BRIEF ::
In the MaXXXine article below, rewrite the stretch from "Cutting Loose in" through "a big-name cast.", swapping "horror" for "scary" wherever it appears.

SOURCE PASSAGE ::

^^^^

Cutting Loose in the 80s-Set Finale to a Cinema-Adoring Slasher Trilogy: Kevin Bacon and Elizabeth Debicki Chat 'MaXXXine'

Following 'X' and 'Pearl', Ti West and Mia Goth's stardom-obsessed horror saga wraps up with help from a big-name cast.
Sarah Ward
Published on July 09, 2024

There's never a bad time to bust out the lyrics to 'Footloose', the Kenny Loggins-sung, Oscar-nominated theme to the film of the same name that helped Kevin Bacon dance to fame four decades back. Still, although the track doesn't get a spin in X, Pearl or MaXXXine, its opening line feels particularly relevant to the trilogy, which Bacon has now joined. Since coming up with the idea for three horror movies inspired by pornographic film classifications in the US in 2019, writer/director Ti West (The House of the Devil, The Innkeepers, The Sacrament) has been working so hard to bring a unique slasher saga to the big screen. Working so hard to chase a dream and do more than punch a card has also throbbed within every instalment.

^^^^

RECORD LIST ::
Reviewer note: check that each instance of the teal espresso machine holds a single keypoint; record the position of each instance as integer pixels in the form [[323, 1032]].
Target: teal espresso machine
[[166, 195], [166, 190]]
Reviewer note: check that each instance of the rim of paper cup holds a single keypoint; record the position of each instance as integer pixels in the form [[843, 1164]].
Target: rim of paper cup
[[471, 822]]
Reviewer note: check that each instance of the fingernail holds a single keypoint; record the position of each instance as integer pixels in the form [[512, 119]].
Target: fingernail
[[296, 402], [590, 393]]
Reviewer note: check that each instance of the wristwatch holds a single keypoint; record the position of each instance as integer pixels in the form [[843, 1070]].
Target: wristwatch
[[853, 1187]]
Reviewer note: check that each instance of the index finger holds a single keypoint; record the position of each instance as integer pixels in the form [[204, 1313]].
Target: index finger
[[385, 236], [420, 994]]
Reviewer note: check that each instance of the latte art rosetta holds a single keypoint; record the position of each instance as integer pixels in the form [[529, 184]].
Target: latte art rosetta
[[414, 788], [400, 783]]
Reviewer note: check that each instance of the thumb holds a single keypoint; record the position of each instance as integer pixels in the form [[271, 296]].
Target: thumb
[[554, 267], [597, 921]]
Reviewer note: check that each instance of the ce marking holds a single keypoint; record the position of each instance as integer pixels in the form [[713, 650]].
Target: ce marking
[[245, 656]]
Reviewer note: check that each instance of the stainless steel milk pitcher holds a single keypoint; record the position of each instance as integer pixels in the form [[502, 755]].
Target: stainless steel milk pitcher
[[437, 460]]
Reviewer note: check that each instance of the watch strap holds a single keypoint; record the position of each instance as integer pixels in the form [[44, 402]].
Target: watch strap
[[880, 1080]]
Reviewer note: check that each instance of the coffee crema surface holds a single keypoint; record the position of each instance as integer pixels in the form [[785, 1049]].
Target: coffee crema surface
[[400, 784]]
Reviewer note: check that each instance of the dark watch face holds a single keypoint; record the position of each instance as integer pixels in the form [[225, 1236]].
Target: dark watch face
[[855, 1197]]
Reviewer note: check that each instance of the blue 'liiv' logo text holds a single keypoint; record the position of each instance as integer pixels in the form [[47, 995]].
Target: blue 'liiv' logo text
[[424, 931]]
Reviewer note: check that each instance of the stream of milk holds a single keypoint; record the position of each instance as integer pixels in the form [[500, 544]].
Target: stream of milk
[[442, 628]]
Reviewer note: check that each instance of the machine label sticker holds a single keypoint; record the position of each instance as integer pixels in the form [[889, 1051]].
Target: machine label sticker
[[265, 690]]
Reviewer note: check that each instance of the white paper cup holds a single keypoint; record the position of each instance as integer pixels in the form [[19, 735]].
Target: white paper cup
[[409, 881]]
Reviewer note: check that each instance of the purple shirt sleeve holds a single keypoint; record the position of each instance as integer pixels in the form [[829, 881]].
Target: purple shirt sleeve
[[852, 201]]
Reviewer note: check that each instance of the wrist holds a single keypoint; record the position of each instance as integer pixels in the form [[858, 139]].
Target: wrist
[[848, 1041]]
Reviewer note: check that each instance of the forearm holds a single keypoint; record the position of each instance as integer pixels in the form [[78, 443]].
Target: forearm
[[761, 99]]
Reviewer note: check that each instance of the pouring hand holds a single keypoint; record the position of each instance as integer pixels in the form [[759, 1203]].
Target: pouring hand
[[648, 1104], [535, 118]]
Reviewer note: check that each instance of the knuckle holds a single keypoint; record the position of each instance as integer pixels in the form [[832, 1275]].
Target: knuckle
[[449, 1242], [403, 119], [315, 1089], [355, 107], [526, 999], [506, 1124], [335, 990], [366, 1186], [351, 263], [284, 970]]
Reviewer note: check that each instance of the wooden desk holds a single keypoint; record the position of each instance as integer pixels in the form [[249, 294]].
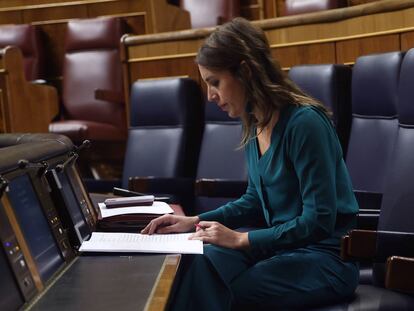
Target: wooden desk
[[111, 282]]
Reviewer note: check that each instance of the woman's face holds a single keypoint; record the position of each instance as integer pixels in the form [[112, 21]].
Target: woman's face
[[225, 90]]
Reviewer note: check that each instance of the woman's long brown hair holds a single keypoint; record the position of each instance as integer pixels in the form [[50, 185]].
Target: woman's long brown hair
[[243, 49]]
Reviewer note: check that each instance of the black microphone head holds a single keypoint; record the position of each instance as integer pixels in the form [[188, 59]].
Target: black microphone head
[[22, 163]]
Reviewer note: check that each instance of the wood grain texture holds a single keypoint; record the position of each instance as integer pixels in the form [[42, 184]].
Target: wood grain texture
[[26, 107], [161, 291]]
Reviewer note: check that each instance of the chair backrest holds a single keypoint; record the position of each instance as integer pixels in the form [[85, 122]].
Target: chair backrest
[[28, 39], [293, 7], [331, 85], [374, 119], [398, 199], [166, 124], [92, 62], [220, 157], [210, 13], [397, 211]]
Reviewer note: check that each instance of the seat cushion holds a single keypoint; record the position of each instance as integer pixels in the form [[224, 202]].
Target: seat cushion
[[79, 130]]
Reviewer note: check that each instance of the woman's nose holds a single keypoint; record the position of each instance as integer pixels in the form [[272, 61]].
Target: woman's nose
[[211, 96]]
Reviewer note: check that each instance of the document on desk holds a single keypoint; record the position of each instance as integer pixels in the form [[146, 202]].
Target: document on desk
[[142, 243], [157, 207]]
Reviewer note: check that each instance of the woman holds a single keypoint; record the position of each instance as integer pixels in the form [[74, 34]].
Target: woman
[[298, 184]]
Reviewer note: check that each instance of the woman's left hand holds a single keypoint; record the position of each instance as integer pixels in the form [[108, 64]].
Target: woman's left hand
[[215, 233]]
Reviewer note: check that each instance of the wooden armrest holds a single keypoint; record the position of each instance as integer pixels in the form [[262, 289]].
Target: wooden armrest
[[360, 244], [110, 96], [378, 245], [164, 185], [399, 275], [368, 200], [220, 188]]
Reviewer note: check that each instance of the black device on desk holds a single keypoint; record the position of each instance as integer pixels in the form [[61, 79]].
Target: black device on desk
[[74, 208], [129, 193], [38, 267]]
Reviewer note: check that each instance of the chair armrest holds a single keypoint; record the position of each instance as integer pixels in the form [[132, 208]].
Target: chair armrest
[[367, 220], [359, 244], [164, 185], [110, 96], [368, 200], [220, 188], [39, 81], [378, 245], [399, 275]]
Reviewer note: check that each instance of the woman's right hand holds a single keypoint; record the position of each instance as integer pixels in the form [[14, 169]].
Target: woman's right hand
[[170, 223]]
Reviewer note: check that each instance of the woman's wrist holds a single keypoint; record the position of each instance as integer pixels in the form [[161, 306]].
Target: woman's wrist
[[243, 240]]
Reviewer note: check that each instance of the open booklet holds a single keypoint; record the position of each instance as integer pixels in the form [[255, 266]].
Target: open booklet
[[157, 208], [141, 243], [131, 218]]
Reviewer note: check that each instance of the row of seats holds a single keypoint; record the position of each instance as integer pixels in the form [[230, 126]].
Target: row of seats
[[92, 101], [165, 112], [166, 121], [216, 12], [364, 113]]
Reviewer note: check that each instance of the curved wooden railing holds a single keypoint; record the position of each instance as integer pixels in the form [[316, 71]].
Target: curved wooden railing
[[335, 36]]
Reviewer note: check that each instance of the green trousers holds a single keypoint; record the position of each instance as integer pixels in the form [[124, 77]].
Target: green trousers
[[225, 279]]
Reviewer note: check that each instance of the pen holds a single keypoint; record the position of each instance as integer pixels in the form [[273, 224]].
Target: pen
[[199, 227]]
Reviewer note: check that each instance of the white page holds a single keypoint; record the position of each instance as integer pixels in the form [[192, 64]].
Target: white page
[[134, 242], [157, 207]]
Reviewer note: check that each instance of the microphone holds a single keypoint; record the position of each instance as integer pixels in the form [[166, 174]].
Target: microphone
[[41, 166], [73, 155], [3, 184]]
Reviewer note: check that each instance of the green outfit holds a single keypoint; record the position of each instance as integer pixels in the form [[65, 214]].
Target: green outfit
[[301, 188]]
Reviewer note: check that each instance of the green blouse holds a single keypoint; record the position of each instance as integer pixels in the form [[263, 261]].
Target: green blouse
[[300, 186]]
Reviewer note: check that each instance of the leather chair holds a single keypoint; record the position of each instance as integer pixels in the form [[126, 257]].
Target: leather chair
[[166, 124], [28, 39], [222, 171], [210, 13], [331, 85], [93, 101], [391, 247], [374, 125], [293, 7]]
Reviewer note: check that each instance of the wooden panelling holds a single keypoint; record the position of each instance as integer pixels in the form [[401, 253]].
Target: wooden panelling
[[184, 66], [305, 54], [338, 36], [26, 107], [407, 41], [347, 51]]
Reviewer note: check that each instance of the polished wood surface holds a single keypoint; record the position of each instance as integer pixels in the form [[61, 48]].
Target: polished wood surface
[[141, 16], [336, 36], [162, 289], [25, 107], [22, 242]]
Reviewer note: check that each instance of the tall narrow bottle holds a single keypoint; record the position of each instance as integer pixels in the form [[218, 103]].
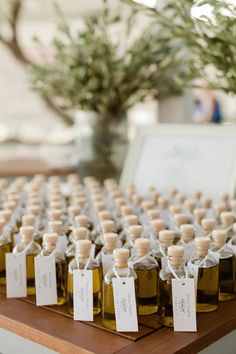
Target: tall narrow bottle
[[208, 276], [121, 268], [226, 265], [81, 260], [49, 247], [147, 270], [5, 247], [165, 301], [31, 249]]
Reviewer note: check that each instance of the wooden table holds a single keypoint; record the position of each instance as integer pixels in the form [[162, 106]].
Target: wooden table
[[64, 335]]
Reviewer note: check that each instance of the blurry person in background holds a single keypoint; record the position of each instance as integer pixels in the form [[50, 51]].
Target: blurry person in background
[[207, 107]]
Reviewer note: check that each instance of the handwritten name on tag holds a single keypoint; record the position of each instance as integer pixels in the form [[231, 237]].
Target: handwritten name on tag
[[184, 305], [45, 280], [125, 304], [83, 295], [16, 275], [107, 262]]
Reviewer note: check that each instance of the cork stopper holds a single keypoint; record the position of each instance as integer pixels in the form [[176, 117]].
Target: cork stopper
[[28, 220], [107, 226], [2, 224], [142, 246], [208, 224], [56, 226], [55, 214], [147, 205], [105, 215], [180, 219], [175, 255], [110, 240], [121, 256], [80, 233], [74, 211], [50, 241], [157, 226], [6, 215], [166, 238], [135, 231], [153, 214], [130, 220], [26, 233], [126, 210], [163, 202], [175, 209], [203, 244], [190, 205], [83, 248], [187, 232], [82, 220], [219, 237], [180, 198], [219, 208], [199, 214], [206, 202], [227, 218]]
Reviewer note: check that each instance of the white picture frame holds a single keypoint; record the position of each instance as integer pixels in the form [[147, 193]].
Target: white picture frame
[[187, 157]]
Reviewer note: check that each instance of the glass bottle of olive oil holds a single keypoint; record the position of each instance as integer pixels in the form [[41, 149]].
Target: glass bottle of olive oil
[[165, 301], [78, 233], [31, 249], [5, 247], [147, 270], [226, 265], [121, 256], [82, 259], [49, 247], [208, 276]]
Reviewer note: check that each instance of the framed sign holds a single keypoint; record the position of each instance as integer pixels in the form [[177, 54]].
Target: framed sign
[[187, 157]]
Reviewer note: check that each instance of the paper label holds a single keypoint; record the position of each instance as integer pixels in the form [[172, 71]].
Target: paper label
[[92, 251], [184, 305], [125, 304], [16, 275], [83, 295], [45, 280], [107, 262]]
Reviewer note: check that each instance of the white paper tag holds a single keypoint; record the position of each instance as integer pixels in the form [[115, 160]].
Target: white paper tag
[[92, 251], [125, 304], [107, 262], [83, 295], [45, 280], [184, 305], [16, 275]]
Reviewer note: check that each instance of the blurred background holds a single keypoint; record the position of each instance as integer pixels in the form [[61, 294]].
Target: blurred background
[[79, 78]]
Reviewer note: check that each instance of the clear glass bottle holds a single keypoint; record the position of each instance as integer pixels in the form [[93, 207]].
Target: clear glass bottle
[[166, 238], [81, 260], [121, 256], [49, 246], [147, 270], [208, 276], [31, 249], [79, 233], [134, 232], [5, 247], [105, 256], [165, 308], [226, 265]]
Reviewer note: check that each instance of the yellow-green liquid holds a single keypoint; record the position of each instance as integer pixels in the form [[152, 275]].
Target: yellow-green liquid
[[61, 276], [147, 291], [96, 292], [208, 289], [6, 248], [227, 278]]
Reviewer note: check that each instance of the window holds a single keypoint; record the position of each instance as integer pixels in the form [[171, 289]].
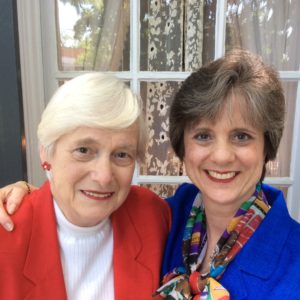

^^^^

RESULT OF THIS TASK ::
Cutting Loose in the 80s-Set Finale to a Cinema-Adoring Slasher Trilogy: Kevin Bacon and Elizabeth Debicki Chat 'MaXXXine'

Following 'X' and 'Pearl', Ti West and Mia Goth's stardom-obsessed scary saga wraps up with help from a big-name cast.